**SUPPLIED DATA:**
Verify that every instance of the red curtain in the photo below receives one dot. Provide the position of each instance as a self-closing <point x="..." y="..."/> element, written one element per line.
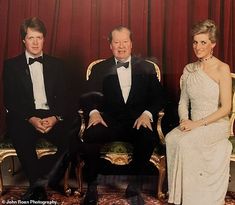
<point x="78" y="29"/>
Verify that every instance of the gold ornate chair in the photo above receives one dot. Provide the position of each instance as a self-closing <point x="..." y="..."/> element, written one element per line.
<point x="43" y="148"/>
<point x="120" y="153"/>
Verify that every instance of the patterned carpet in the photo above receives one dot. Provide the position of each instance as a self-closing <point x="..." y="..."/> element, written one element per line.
<point x="106" y="197"/>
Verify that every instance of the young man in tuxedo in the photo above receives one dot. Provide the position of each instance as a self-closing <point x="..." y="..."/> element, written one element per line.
<point x="34" y="97"/>
<point x="131" y="98"/>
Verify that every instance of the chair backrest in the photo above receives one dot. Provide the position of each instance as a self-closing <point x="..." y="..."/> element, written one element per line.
<point x="232" y="118"/>
<point x="232" y="114"/>
<point x="90" y="66"/>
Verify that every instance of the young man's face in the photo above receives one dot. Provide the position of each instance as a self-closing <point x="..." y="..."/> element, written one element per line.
<point x="34" y="42"/>
<point x="121" y="44"/>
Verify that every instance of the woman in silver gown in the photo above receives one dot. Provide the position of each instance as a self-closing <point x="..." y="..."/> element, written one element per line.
<point x="198" y="150"/>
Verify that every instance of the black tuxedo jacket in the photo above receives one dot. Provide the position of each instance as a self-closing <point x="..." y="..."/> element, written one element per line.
<point x="146" y="92"/>
<point x="18" y="88"/>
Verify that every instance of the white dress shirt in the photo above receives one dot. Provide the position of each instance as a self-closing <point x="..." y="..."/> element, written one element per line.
<point x="124" y="77"/>
<point x="36" y="73"/>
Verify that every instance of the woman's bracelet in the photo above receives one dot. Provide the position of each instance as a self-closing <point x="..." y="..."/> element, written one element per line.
<point x="204" y="122"/>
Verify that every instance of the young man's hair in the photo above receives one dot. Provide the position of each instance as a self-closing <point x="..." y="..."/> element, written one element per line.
<point x="35" y="24"/>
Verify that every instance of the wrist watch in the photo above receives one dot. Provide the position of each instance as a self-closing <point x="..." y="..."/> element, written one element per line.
<point x="59" y="118"/>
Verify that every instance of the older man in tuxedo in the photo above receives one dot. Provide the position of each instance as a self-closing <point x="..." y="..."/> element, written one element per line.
<point x="131" y="98"/>
<point x="34" y="97"/>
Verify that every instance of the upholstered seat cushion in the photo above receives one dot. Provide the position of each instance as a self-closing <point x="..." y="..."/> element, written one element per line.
<point x="126" y="148"/>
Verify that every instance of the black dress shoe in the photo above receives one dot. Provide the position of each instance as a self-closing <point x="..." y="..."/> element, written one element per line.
<point x="136" y="200"/>
<point x="133" y="195"/>
<point x="131" y="191"/>
<point x="58" y="171"/>
<point x="91" y="197"/>
<point x="35" y="193"/>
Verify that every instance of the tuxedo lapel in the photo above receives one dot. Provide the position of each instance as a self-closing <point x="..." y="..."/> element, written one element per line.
<point x="47" y="75"/>
<point x="133" y="82"/>
<point x="24" y="75"/>
<point x="114" y="81"/>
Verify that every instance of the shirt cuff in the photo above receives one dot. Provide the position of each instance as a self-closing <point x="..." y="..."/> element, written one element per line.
<point x="93" y="111"/>
<point x="149" y="114"/>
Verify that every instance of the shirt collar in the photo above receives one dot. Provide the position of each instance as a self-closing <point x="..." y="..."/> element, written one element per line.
<point x="28" y="55"/>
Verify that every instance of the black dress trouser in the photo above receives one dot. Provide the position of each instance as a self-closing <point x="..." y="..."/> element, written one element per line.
<point x="143" y="141"/>
<point x="24" y="138"/>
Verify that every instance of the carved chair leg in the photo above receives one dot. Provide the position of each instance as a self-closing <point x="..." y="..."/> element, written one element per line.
<point x="79" y="167"/>
<point x="162" y="173"/>
<point x="67" y="189"/>
<point x="11" y="169"/>
<point x="1" y="180"/>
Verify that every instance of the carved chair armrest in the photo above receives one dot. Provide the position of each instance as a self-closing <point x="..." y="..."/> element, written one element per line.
<point x="159" y="127"/>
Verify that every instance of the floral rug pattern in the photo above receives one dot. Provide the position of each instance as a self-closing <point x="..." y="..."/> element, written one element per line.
<point x="106" y="197"/>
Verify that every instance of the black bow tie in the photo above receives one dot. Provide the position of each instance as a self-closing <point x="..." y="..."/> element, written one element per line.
<point x="120" y="64"/>
<point x="38" y="59"/>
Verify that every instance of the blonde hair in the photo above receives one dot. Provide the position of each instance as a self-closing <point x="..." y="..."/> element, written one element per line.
<point x="208" y="27"/>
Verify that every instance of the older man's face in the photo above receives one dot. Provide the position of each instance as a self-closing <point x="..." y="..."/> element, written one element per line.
<point x="121" y="44"/>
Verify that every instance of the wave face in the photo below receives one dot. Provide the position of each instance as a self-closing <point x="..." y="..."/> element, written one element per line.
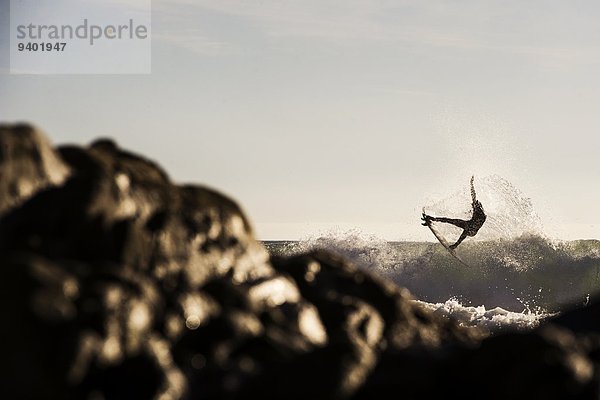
<point x="509" y="282"/>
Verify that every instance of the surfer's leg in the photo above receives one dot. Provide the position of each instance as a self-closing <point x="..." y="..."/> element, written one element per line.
<point x="460" y="239"/>
<point x="461" y="223"/>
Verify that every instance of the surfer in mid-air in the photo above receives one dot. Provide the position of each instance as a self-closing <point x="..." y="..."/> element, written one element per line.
<point x="470" y="227"/>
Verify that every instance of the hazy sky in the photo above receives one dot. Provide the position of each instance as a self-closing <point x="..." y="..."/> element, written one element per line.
<point x="314" y="114"/>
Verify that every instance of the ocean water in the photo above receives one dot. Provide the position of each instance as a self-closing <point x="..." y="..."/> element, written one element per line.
<point x="508" y="283"/>
<point x="515" y="275"/>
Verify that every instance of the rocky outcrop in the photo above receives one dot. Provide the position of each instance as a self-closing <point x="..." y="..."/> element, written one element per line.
<point x="116" y="283"/>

**STATED GOAL:** Rewrite everything from the line containing "Verify that every instance of the ocean" down to the end of the listing, requests included, and shift each x and y coordinate in the answers up by 17.

**EXERCISE SOLUTION:**
Verify that every instance of the ocean water in the photo above receives one dot. Provide the position of each instance as a self-closing <point x="..." y="..."/> element, written one element per line.
<point x="525" y="300"/>
<point x="532" y="292"/>
Verify that every instance of the rocky outcrop in the photo above receives one dot. Provide the position of each instance as a self-closing <point x="..." y="..."/> element, written one element per line.
<point x="133" y="300"/>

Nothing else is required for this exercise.